[DATA TO EXAMINE — start]
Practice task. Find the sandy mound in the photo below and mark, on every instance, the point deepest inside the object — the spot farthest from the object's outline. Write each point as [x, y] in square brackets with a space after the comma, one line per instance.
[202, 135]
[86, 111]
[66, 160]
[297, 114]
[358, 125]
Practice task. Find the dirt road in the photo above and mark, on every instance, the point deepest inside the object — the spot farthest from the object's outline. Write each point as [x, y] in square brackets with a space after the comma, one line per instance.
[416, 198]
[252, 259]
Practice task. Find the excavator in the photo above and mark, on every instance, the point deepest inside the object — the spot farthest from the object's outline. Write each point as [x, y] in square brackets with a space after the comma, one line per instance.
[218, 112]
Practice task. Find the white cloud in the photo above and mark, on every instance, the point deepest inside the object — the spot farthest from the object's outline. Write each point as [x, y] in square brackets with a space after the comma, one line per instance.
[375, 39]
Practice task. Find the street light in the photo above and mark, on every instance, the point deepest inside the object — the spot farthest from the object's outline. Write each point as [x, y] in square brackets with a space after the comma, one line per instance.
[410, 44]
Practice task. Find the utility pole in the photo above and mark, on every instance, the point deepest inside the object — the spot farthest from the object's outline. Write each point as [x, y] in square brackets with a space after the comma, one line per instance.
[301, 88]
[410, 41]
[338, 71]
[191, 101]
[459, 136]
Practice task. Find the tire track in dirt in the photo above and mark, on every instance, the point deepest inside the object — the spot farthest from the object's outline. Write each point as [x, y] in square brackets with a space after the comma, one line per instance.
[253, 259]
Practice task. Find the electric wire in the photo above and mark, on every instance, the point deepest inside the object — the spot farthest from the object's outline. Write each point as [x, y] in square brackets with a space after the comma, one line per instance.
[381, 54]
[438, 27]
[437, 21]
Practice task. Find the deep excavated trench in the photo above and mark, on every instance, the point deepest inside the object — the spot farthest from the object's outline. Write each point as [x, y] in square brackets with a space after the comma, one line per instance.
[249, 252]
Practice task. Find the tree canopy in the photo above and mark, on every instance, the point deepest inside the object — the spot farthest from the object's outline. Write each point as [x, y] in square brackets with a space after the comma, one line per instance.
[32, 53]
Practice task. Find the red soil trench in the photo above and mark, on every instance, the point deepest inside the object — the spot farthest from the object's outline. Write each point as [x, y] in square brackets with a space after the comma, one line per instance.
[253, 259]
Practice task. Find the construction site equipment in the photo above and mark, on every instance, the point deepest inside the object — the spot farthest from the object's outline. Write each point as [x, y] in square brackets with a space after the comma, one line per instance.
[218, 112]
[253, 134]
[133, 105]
[DATA TO EXAMINE — finish]
YOUR GOAL:
Output all of the records exactly, with nothing omitted.

RESULT:
Practice task. Find the sandy mound in the photo below and mark, on every instance, the point deepest inside the object — the spot farthest from the object's outline. Write each point as [x, y] in square brackets with a space after the comma, one line per instance.
[202, 135]
[86, 111]
[66, 160]
[297, 114]
[358, 125]
Practice task. Find the dirt road in the photo above and mark, on every instance, the point deepest inside the object — the spot farthest from the object's outline. Write each point as [x, y] in square brackets with a space after the comma, one line per instance.
[416, 198]
[252, 259]
Practice task. Find the excavator in the photo above and mark, on every instance, the point deepest inside the object — the spot farthest from the object's outline. Write each point as [x, y] in square brackets with a space after the comma, one line per instance.
[218, 112]
Practice task. Find the white cloud in the photo above and mark, on every instance, the point deepest inside the object — the spot farthest from the object's outline. Write each point as [x, y] in square brackets with a space after the comma, one line per instance.
[375, 39]
Practice task. Find the street light in the photo above and mark, on every instance, the point deepest inside the object — the spot farthest from the object's outline. Write each point as [x, y] in square brackets with a space after the comma, one line per instance.
[410, 44]
Practice task. Find the utility pole in the photo above and mark, on every instance, the point deepest inside the object — the spot farthest from the object's outline. Write each point as [x, y] in square brackets with a space after the comma, one line per instance.
[301, 88]
[410, 41]
[338, 71]
[191, 101]
[459, 136]
Practice task. Find the tire track in dirt in the photo above and mark, on every instance, the point deepest inside the object — the spot farthest from the object's outline. Write each point as [x, y] in square brackets with a space after the comma, one line per instance.
[253, 259]
Practice task. Find the electric wire in the photo above and mark, on every instance, the point deepest inside the object — the spot farthest from the object's outline. Write each point as [x, y] in square brackets with a space after the comma, one line per instance.
[381, 54]
[438, 27]
[437, 21]
Practice task. Find the deep excavated trench in the photo above and mark, on every instance, the point deepest inside the object — the spot farthest from the object's outline. Write each point as [x, y] in square brackets with a space after the comma, one line per instance.
[249, 252]
Practice task. Find the tree canopy in the photo above and mark, on every instance, the point deepest inside the object — the spot farthest from the object's outline. Write each point as [x, y] in square brackets with a space after the comma, one line per instance.
[32, 53]
Practice task. Find the red soil trench in the photo above and mark, on every instance, the point deepest inside the object — the spot farthest from the object's outline. Write each point as [x, y] in square brackets with a space after the comma, one line per instance.
[253, 259]
Practice task. Find the construction site equipment in the photo above and mark, on every instance, the point deepest inside the object — the spot farthest from the object's outline. Write each point as [x, y] in square brackets with a space after the comma, one line per instance.
[218, 112]
[253, 134]
[133, 105]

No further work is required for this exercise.